Search the data for the word "instances" and copy out every line that has it.
-- Input data follows --
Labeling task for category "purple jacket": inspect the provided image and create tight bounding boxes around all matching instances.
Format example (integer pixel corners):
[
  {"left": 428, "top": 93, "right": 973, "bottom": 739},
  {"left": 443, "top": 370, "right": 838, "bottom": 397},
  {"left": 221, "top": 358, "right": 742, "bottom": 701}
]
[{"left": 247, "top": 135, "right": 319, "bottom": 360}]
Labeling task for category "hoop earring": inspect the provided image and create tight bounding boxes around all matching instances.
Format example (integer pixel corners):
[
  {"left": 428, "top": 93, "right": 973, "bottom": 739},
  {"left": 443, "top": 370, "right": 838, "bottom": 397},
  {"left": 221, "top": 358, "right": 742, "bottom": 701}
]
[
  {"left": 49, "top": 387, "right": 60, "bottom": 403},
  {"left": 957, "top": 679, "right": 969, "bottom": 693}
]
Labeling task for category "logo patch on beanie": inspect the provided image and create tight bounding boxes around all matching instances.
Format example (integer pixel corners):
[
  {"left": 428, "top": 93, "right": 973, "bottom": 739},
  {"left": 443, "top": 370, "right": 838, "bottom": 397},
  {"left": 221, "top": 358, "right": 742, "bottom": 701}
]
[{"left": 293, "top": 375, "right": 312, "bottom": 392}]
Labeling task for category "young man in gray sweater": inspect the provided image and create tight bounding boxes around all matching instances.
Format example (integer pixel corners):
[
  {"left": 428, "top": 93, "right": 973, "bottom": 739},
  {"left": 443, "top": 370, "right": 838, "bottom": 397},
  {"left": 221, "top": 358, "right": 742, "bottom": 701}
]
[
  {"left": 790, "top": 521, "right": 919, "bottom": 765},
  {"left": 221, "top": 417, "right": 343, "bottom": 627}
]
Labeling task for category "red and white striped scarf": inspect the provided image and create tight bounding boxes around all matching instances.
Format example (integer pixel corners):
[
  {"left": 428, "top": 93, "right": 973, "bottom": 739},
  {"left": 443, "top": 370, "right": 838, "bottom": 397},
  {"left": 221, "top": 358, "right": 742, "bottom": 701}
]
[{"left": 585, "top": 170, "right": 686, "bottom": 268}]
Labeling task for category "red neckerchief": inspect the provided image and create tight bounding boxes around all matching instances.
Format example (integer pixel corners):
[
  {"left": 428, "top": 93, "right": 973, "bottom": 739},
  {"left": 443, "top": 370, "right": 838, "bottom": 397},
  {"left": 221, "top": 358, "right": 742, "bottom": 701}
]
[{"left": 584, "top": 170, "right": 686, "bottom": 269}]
-- Input data concluded --
Final answer =>
Labeling task for category "purple jacket": inspect the provided image and create tight bounding boxes around all matching instances.
Labeling task for category "hoop earring": inspect the provided image and create tight bounding boxes around all matching instances.
Labeling task for category "logo patch on beanie": inspect the provided image and create tight bounding boxes around all matching instances.
Labeling task for category "young man in gray sweater": inspect the provided image and create tight bounding boxes around all matching instances.
Labeling task for category "red and white striped scarf": inspect the provided image and create tight bounding boxes around all matching instances.
Labeling task for category "red neckerchief": inspect the provided image and create tight bounding boxes around all matching instances.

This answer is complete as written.